課題:
**a.** 高級ホテルについての文章で、筆者が奥さんとスイートルームに宿泊したことがあるとされるホテルはどこか。
**b.** 高級ホテルについての文章を、最後の文の後から書き継いでください。

見出し画像

高級ホテルのスイートルームに行ってみよう

職場の先輩で、女性と酒を飲みながら話すような「キャバクラ」みたいな場所が好きな人がいる。
それはそれで全く否定する気はないのだが、金額を聞いて2~3人で20万円ほどつかうことがあったという。女性と酒を飲み、話すだけで20万というのはなかなかの金額だ。

先輩からその話を聞きながら、いったい20万円をどう使うのがよいのだろうと考えてみる。1か月間かけて食費を切り詰めながら普通に生活してもいいだろうし、ローンを返済してもいいのだが、私が個人的にお勧めしたいのが高級ホテルのスイートルームに泊まることである。

実のところ、私は奥さんと帝国ホテルとホテルニューオータニのスイートルームに宿泊したことがある。ニューオータニは結婚式でスイートルームを案内してもらい、帝国ホテルは運よくスイートルームに泊まることができた。

いわゆる高級ホテルは、普通の部屋でも大体2人で一泊6万円以上はする。20万までいかないにせよ、下手なキャバクラに引っかかっても同じくらいの出費だろう。下手なキャバクラでつまらない思いをするより、帝国ホテルやニューオータニに一泊する方が人生はよほど前向きになる。

帝国ホテルの話になるが、私は当初普通の部屋の宿泊を申し込んでいた。ようやっとフロントに行くと、お姉さんがこんな風に語った。

データ:
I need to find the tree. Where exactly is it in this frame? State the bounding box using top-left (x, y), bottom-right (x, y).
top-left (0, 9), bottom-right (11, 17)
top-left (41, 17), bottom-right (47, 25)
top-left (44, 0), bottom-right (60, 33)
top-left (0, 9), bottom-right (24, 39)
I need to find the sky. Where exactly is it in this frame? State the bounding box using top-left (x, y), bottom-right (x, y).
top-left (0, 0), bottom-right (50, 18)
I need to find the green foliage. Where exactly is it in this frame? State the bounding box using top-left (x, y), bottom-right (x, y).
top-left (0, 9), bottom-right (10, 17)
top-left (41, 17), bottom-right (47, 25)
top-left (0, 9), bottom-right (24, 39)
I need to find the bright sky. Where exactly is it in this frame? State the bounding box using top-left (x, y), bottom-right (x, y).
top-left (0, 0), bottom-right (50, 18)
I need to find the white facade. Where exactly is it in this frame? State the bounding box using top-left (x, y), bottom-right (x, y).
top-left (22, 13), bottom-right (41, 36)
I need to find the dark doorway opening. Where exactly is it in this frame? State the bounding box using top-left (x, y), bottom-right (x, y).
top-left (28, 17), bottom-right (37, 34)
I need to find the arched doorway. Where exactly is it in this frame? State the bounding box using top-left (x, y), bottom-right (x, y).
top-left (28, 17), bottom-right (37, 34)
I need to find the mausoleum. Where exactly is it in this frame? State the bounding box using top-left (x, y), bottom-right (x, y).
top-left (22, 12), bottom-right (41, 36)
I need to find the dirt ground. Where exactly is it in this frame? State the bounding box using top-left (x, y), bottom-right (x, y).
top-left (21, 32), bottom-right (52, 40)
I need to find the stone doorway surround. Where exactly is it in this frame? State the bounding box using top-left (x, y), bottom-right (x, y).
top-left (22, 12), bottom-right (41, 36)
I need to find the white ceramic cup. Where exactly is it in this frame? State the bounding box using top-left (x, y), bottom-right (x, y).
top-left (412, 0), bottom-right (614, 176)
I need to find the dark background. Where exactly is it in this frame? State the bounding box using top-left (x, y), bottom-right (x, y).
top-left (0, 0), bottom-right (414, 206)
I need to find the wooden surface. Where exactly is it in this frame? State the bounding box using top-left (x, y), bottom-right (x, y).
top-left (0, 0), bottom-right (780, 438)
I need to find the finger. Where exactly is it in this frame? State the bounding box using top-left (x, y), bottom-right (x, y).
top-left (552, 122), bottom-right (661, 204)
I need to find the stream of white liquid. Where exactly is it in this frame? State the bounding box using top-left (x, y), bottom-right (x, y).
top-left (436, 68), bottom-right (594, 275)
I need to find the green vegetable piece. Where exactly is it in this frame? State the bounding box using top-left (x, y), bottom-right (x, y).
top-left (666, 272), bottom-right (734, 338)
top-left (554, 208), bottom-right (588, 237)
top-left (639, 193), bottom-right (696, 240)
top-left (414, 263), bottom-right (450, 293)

課題の回答:
**a.** 帝国ホテルとホテルニューオータニ。

**b.**
「今日スイートルームに空きが出ておりまして、アップグレードが可能ですが…」

思わず私は「料金って変わらないんですよね?」と貧乏根性丸出しの質問を投げかけてしまった。ホテル側のご厚意でアップグレードしてくれるのだから値段が変わらないのはそりゃそうだろうという話なのだが、急に聞かれてあまりにも動揺してしまったのである。まったくスマートではないがその程度の人間性である。

そんなこんなで、私はたった6万円でスイートルームに泊まることになった。ちなみにあとで調べたところ、スイートルームは2人で11万くらいするらしい。これでもさっき言ったキャバクラで20万円という出費にはなお及ばず、何ならもう一泊できるくらいの値段だ。

部屋の鍵をもらって入室すると、とにかく広い。ベッドルームも尋常ならざるでかさである。「世界まる見え!」とかに出てくる400kgくらいのデブでも収まるくらいのでかさだ。
アメニティも充実している。エスプレッソマシンも使い放題なのでコーヒーも飲み放題だしすこぶる香りもいい。冷蔵庫には水と茶とぶどう、りんご、桃のジュースが入っていた。一生に何度も泊まらないからと思って全部飲んだがいずれもうまい。
クローゼットには傘が入っている。千利休のおもてなしの極意である「利休七則」では「降らずとも傘の用意」ということばがあるが、まさにその通りだ。
枕の材質も指定できる。枕がなくても勝手に眠る私にとっては別段大きな問題はないものの、こだわりの強い人は助かるのだろう。
帝国ホテルのスイートルームだと、部屋ごとにスタッフさんがついている。私はいかんせん使い方がわからなかったので結局一度も呼びつけることなかったが、実に行き届いている。

高級ホテルに行くことの価値とは「こういうラグジュアリーな世界が私たちの日常と同じ次元に存在している」という事実を知ることができる面がある。言ってしまえば異世界に行く経験だ。
キャバクラでガハガハと騒ぐ世界と高級ホテルのスイートルームと、そして私たちが過ごす繰り返される日常と、それらはすべてこの世界に水平に並んでいる。どこに行き、どういう経験をするためにどのくらいの投資をするのかを選ぶこととは、知覚と感性そのものが問われている一瞬でもある。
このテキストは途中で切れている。